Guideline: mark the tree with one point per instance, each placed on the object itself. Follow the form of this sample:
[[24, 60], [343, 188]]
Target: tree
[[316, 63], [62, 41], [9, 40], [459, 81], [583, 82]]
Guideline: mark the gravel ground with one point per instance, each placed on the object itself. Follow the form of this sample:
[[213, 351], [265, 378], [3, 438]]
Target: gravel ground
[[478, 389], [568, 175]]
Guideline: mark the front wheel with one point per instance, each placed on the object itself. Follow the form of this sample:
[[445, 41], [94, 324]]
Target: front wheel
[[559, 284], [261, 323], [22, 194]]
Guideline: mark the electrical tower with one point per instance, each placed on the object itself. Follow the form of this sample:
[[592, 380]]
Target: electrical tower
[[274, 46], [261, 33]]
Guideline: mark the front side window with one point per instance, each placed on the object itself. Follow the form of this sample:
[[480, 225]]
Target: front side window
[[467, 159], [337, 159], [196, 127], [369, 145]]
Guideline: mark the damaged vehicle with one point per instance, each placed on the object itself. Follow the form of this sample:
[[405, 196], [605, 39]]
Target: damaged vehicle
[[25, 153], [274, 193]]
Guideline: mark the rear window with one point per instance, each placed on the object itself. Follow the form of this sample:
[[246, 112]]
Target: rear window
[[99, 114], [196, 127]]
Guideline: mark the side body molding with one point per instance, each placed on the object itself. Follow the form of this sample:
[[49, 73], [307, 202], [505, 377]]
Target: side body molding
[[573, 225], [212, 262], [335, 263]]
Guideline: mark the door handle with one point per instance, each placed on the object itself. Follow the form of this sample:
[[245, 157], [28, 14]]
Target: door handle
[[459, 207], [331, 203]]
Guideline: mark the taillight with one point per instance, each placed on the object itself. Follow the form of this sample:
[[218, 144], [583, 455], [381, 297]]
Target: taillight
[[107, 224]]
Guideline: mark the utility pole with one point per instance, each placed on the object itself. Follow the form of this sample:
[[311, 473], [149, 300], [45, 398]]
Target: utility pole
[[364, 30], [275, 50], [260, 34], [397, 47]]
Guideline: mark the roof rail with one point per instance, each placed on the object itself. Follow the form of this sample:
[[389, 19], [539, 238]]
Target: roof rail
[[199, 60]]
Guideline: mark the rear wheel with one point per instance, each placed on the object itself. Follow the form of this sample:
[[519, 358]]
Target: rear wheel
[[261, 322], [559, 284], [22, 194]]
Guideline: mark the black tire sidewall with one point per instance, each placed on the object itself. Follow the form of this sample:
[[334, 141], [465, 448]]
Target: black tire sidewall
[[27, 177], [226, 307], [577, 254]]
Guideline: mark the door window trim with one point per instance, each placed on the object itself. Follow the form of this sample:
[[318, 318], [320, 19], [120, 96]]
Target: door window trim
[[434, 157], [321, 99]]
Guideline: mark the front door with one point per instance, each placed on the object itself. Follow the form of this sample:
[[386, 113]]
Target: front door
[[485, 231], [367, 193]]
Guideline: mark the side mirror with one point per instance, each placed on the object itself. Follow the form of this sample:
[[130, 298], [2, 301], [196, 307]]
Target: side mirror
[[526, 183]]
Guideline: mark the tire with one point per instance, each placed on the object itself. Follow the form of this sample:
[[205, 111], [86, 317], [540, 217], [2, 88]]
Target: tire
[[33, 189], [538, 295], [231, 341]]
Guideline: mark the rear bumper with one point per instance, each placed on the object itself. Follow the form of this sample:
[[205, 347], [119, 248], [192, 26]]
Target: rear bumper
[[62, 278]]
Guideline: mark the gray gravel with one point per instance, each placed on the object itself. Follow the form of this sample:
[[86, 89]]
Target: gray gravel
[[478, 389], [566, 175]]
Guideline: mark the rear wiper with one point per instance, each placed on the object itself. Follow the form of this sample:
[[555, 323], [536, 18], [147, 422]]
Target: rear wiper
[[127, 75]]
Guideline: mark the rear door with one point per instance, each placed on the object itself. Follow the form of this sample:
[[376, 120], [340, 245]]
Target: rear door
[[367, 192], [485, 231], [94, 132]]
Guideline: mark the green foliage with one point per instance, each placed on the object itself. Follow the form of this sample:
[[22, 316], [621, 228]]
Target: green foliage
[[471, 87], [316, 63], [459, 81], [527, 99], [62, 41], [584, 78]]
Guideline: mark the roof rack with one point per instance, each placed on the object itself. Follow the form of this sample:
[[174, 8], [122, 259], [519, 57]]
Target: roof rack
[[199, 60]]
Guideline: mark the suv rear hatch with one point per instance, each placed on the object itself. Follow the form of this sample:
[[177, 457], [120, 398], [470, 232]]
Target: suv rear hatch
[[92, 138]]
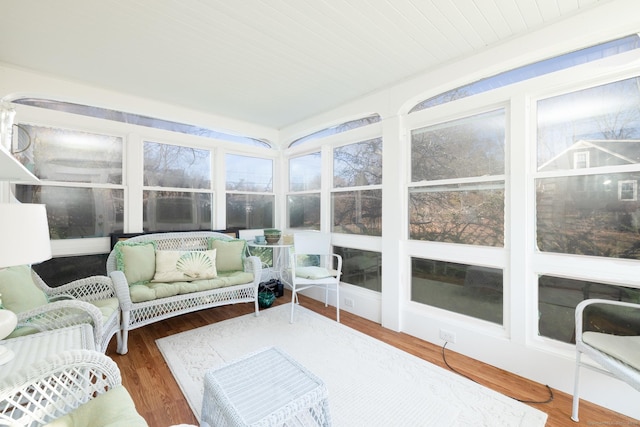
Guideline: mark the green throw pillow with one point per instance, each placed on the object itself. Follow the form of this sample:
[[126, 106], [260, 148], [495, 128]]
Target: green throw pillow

> **Set problem**
Please reproduce the lines of the material above word for word, starting at the line that has "Guideline: mark the damaged" and stopping after the line that has "[[107, 224]]".

> **Solved problem**
Guideline: mark the damaged vehicle with one point per instance, each placed on the object itself. Follow the form of this sample:
[[405, 196], [605, 39]]
Target: damaged vehicle
[[25, 153], [274, 193]]
Guideline: mark the rear window with one point per instance, each placed on the object itself. Follow the form of this sample:
[[246, 112]]
Target: rear window
[[99, 114], [196, 127]]
Guideline: mark the side body molding with one point per instance, each placed on the object itself. Follow the form of this sample:
[[49, 73], [307, 202], [505, 377]]
Target: side body molding
[[573, 225], [212, 262], [335, 263]]
Guideline: mark the door handle with one point per instance, each placed on the object itself. Follow the form of this sample:
[[245, 157], [28, 14]]
Target: door handle
[[459, 207], [331, 203]]
Guideline: mark the taillight with one point per instance, each placed on the object itself. Follow the form of this sample:
[[218, 144], [583, 455], [381, 297]]
Target: taillight
[[107, 224]]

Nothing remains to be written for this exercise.